## What is being asked
Copy the H-1B visa debate article again from "The Debate Over" through "in spam posting.", and switch "spat" to "quarrel" wherever it occurs.

____ Text passage

The Debate Over the Place of Immigrants and H1-B Visas in America’s Future
Over the 2024 Christmas holiday, a furious debate raged on X.com over the status of “highly skilled” immigrants (mostly Indian immigrants) and U.S. policy regarding H-1B visas given to talented and educated immigrants seeking skilled work in American industries.
The Controversy
The controversy began when Laura Loomer got into a spat with “Sidharth,” a self-described “High skilled Indian immigrant.” The back-and-forth soon led to a discussion of the H-1B visa program, which resulted in Loomer declaring that anyone who supports removing the caps on the visas (i.e., how many are allowed in each year under the program) “truly hate[s] [their] fellow American worker.” Subsequently, Loomer lost her blue check status, which Musk attributed to accounts that were coordinating in spam posting.
A general debate over high-skilled immigration, the dearth of high-skilled labor in science and engineering fields, and the wisdom and utility of the H-1B program then commenced. Vivek Ramaswamy wrote a long thread explaining why tech companies generally default to hiring foreign-born over American-born engineers, blaming the decline in American culture that now extols mediocrity as the main problem. Musk weighed in, declaring that the problem was a fundamental shortage of “excellent engineering talent” that was holding Silicon Valley back. Musk argued that America needs more than 300,000 new engineers by 2032, and that “the number of people who are super talented engineers AND super motivated in the USA is far too low.” He attributed Tesla, SpaceX, and many other successful businesses to the H-1B program, which Musk himself benefited from.
Analogizing America to a sports team, Musk asserted that America’s greatness over the past 150 years is due to her meritocracy that rewards the native-born and foreign-born alike without showing favoritism. When he received pushback from those who argued that Musk should prioritize hiring American engineers, Musk replied that he was only talking about the top ~0.1% of engineering talent, and that repurposing American engineers whose education is subpar and who have been funneled through useless American government programs or managed under failed business practices is particularly difficult. In general, Musk is driven by his need to win, which is the number one motivating factor behind his long-term support for legal immigration.
The H-1B Program
Throughout the debate, the H-1B program that allows high-skilled non-citizen immigrants entrance into the country under a worker visa was under intense scrutiny and debate. The H-1B program was created in 1990 under the Immigration Act of 1990. Its predecessor was the H-1 program from the 1952 Immigration and Nationality Act. Section 101(a)(15) of that law classified a whole range of so-called “nonimmigrant aliens” who were generally exempt from the law’s specifications regarding immigrants. Section (H)(i)-(iii) of 101(a)(15) is what concerns us:
an alien having a residence in a foreign country which he has no intention of abandoning (i) who is of distinguished merit and ability and who is coming temporarily to the United States to perform temporary services of an exceptional nature requiring such merit and ability; or (ii) who is coming temporarily to the United States to perform other temporary services or labor, if unemployed persons capable of performing such service or labor cannot be found in this country; or (iii) who is coming temporarily to the United States as an industrial trainee.

________
____ Supplied material

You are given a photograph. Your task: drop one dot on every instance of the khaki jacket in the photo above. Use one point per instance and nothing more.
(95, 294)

________

## Answer to this task
The Debate Over the Place of Immigrants and H1-B Visas in America’s Future
Over the 2024 Christmas holiday, a furious debate raged on X.com over the status of “highly skilled” immigrants (mostly Indian immigrants) and U.S. policy regarding H-1B visas given to talented and educated immigrants seeking skilled work in American industries.
The Controversy
The controversy began when Laura Loomer got into a quarrel with “Sidharth,” a self-described “High skilled Indian immigrant.” The back-and-forth soon led to a discussion of the H-1B visa program, which resulted in Loomer declaring that anyone who supports removing the caps on the visas (i.e., how many are allowed in each year under the program) “truly hate[s] [their] fellow American worker.” Subsequently, Loomer lost her blue check status, which Musk attributed to accounts that were coordinating in spam posting.